> _Extract provided_:
::::

From 1978 to 1980 while still with LRB, Birtles & Goble also performed and recorded together as a duo, they issued three singles "Lonely Lives" (February 1978), "I'm Coming Home" (April 1979) and "How I Feel Tonight" (June 1980). In 1979 he had married Donna Brucks, the US assistant to LRB's booking agent. In May of the next year Birtles & Goble released an album, Last Romance. In a magazine interview, he told music industry writer Debbie Kruger: "I never felt 'pressured' to write hit songs because I've always written from my heart. In the early days quite a few of my songs were picked to be the singles and as we started to become more popular in the States, [Shorrock's] and [Goble's] songs were chosen to be the singles. We always left the choosing of the singles to the record label. As long as I had a few songs on each album, there were no complaints. We were selling millions of albums anyway, so people were still hearing my songs".

Birtles wrote or co-wrote several singles for the group; in addition to early hits "Curiosity (Killed the Cat)" (#15 AUS), "Everyday of My Life" (#29 AUS) and "Happy Anniversary" (#16 US, co-written with David Briggs), Birtles also co-wrote 1983's "You're Driving Me Out of My Mind", which was Little River Band's final top 40 US hit.

::::

(Natural-language object grounding data)
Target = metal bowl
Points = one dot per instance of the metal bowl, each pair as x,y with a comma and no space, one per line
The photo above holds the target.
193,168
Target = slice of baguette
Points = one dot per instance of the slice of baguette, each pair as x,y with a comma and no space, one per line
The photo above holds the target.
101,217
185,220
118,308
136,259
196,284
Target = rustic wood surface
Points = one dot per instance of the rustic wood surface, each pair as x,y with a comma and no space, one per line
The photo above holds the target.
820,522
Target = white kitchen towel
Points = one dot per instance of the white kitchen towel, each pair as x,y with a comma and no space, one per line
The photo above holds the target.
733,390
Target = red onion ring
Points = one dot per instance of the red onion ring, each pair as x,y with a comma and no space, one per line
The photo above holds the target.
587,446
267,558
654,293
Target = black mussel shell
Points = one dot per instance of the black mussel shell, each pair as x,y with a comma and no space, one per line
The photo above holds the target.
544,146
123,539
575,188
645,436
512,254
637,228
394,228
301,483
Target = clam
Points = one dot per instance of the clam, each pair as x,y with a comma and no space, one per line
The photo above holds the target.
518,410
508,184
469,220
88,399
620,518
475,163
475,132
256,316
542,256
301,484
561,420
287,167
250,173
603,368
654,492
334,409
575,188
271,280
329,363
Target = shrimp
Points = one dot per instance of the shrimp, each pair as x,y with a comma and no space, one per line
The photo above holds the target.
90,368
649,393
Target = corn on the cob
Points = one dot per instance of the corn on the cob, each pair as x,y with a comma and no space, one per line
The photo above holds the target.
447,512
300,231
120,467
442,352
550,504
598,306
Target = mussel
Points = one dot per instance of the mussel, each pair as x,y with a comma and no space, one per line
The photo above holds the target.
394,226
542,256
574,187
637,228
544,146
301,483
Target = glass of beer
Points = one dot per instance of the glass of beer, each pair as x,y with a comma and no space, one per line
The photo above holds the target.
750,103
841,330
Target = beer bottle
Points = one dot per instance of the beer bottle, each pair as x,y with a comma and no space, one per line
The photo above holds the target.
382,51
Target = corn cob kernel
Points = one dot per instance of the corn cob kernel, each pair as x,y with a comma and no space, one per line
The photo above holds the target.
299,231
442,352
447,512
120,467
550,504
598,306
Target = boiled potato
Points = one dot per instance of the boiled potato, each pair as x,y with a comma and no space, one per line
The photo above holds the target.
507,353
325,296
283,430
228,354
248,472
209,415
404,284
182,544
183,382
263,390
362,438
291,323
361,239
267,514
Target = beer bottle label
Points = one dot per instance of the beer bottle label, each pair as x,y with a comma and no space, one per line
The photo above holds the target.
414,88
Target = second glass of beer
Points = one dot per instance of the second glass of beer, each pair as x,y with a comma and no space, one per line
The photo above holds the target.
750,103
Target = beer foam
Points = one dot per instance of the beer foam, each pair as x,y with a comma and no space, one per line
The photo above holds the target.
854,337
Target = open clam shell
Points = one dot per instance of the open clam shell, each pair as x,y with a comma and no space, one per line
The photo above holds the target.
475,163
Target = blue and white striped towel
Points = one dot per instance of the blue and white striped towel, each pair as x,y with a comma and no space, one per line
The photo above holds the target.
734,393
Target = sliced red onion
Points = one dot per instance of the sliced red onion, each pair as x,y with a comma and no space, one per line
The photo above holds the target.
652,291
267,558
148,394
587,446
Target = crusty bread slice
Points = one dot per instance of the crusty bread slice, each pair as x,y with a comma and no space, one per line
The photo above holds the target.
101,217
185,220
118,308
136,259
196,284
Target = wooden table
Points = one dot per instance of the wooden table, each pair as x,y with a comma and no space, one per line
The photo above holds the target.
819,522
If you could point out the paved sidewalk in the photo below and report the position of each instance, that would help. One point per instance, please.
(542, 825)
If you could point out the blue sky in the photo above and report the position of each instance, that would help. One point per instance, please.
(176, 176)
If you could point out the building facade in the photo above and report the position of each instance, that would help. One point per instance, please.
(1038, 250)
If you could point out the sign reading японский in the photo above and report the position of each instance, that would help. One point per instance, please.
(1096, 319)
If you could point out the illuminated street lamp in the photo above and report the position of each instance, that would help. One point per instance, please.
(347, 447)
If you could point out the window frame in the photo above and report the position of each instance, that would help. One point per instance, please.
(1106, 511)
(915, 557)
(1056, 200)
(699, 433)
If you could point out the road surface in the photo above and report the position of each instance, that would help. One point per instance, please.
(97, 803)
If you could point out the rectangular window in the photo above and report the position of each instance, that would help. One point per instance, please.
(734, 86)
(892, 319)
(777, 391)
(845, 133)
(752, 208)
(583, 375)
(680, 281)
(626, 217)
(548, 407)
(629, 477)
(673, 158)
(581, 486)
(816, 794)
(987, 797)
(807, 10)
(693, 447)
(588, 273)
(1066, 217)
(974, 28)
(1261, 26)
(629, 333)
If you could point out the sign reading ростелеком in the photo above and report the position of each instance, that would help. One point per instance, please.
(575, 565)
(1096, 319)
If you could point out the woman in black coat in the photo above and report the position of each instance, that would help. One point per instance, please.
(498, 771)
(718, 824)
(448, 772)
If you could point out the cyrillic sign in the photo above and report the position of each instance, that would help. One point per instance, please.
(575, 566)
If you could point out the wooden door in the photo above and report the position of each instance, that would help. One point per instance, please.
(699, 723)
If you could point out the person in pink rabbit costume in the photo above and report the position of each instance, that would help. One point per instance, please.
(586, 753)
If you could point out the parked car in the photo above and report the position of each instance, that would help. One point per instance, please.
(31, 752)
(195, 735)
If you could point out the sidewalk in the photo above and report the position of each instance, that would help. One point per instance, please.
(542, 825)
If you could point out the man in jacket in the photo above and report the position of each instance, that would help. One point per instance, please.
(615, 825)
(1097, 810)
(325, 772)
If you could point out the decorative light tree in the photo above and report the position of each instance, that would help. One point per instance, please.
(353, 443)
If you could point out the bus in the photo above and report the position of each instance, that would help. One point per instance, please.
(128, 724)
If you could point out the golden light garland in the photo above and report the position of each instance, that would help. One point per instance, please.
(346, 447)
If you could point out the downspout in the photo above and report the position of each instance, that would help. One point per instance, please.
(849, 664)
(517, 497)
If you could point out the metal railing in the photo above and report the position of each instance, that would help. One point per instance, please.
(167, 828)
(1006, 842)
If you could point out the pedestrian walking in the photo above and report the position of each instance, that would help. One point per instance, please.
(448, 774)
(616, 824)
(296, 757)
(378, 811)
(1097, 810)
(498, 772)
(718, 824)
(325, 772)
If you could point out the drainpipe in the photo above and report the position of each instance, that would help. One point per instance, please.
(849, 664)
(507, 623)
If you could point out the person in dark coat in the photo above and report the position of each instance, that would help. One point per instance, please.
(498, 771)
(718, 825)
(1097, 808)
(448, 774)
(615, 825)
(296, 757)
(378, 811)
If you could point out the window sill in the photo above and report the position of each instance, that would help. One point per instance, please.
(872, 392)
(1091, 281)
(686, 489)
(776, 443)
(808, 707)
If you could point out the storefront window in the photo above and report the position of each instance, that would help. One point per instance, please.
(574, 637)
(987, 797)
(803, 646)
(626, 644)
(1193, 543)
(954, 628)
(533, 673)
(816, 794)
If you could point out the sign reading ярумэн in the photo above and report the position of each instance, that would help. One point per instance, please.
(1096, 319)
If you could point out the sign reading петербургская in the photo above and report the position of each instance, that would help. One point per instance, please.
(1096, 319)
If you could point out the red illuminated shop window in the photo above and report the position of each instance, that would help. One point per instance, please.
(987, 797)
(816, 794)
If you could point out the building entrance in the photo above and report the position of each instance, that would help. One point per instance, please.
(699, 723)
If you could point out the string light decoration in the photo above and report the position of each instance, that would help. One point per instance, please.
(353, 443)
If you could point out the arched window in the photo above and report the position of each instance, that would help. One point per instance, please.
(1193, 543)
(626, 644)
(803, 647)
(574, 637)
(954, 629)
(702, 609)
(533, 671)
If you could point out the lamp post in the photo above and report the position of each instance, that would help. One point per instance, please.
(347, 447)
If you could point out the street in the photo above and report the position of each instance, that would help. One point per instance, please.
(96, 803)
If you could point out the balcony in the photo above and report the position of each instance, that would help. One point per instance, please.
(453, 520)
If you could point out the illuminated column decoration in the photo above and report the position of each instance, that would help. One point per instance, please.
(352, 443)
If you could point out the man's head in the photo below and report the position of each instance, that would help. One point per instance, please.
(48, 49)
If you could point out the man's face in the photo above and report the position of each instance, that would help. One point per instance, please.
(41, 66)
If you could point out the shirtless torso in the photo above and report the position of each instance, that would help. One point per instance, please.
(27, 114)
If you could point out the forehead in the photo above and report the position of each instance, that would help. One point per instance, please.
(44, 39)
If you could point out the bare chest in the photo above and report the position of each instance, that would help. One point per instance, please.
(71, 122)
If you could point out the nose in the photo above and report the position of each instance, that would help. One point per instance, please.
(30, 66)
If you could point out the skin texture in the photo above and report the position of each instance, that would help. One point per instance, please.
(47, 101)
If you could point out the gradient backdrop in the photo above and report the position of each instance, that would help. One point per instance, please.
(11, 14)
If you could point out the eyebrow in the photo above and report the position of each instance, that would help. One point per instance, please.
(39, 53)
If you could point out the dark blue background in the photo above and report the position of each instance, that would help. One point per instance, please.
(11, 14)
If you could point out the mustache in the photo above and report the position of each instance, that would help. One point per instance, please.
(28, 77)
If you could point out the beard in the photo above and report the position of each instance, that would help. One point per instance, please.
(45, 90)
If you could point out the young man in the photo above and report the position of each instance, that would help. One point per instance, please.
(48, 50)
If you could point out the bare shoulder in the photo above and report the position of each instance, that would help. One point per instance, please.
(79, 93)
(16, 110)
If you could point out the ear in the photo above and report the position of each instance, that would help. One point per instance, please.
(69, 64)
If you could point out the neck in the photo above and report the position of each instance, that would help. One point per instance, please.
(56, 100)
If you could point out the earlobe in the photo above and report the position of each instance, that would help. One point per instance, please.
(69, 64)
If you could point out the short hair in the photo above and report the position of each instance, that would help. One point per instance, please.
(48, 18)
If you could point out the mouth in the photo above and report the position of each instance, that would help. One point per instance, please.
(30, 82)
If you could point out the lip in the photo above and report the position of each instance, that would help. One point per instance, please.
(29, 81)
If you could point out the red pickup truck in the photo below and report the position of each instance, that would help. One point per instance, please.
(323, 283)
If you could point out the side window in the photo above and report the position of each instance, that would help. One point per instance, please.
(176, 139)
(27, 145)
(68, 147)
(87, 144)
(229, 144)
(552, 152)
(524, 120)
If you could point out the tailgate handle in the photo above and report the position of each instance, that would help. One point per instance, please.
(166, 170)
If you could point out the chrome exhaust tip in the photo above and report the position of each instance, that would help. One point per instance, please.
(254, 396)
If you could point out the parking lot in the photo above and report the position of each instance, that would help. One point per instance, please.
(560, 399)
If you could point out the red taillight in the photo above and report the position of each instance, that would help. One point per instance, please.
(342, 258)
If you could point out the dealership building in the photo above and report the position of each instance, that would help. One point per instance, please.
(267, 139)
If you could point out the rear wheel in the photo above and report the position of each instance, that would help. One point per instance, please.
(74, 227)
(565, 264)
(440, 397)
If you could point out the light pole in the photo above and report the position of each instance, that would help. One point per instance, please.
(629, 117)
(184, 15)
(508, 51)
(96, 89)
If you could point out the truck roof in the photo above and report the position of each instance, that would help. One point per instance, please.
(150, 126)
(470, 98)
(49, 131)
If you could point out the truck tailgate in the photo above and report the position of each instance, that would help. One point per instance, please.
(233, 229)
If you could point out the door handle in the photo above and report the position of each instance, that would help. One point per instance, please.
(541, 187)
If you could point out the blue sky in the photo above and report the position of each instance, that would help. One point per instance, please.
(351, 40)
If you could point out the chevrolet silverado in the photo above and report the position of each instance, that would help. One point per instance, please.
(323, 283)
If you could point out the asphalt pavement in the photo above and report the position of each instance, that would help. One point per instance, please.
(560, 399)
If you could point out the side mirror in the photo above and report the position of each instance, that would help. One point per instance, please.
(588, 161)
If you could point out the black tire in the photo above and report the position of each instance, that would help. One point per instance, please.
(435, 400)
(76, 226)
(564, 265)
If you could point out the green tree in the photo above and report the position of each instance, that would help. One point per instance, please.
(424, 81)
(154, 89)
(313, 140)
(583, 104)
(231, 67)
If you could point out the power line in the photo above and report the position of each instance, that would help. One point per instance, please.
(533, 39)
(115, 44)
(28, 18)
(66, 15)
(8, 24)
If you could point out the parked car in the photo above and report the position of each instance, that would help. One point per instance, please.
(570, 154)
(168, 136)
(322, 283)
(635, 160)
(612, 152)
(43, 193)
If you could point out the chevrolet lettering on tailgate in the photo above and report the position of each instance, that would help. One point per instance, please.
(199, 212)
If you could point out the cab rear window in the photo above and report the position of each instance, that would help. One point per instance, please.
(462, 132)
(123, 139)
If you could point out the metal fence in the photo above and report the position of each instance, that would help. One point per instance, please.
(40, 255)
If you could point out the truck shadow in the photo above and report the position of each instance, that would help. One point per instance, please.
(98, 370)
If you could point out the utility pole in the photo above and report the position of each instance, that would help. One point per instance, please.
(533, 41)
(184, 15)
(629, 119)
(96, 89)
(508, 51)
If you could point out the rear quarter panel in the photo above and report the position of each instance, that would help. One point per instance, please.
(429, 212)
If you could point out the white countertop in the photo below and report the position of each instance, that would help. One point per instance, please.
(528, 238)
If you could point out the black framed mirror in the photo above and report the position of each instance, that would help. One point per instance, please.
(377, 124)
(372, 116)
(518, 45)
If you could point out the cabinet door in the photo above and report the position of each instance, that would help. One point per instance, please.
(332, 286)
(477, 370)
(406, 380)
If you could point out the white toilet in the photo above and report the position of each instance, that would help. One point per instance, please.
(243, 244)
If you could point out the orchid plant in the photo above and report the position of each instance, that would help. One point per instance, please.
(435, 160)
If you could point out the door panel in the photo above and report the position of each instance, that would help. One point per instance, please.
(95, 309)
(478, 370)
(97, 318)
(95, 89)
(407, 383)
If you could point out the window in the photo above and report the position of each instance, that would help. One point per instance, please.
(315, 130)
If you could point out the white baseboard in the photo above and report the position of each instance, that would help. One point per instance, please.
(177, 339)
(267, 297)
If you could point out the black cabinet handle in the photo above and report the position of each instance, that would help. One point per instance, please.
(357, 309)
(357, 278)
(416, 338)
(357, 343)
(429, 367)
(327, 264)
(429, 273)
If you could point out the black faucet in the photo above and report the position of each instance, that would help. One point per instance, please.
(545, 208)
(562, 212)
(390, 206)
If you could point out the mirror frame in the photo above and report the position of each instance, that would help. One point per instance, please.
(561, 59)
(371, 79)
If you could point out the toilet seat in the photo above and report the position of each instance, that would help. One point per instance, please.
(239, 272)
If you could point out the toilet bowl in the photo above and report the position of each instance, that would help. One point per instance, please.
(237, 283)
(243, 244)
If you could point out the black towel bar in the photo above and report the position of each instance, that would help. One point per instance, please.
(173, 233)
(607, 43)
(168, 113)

::::

> _Task instructions_:
a) Using the passage about Birtles, decide whether each statement agrees with it: (i) Birtles married Donna Brucks in 1979; (ii) Birtles picked which songs would be released as the group's singles; (iii) "You're Driving Me Out of My Mind" was the group's final top 40 US hit. For each, answer yes or no and quote the words from the passage that settle it.
b) Sum up the passage about Birtles in two sentences.
These records were taken from a separate source.

> _Set of answers_:
a)
(i) Yes: "In 1979 he had married Donna Brucks"
(ii) No: "We always left the choosing of the singles to the record label."
(iii) Yes: "which was Little River Band's final top 40 US hit"

b) From 1978 to 1980, while still with LRB, Birtles & Goble also performed and recorded as a duo, issuing three singles and, in May 1980, the album Last Romance. Birtles said he never felt pressured to write hit songs and left the choice of singles to the record label, and he wrote or co-wrote several of the group's singles, including 1983's "You're Driving Me Out of My Mind", its final top 40 US hit.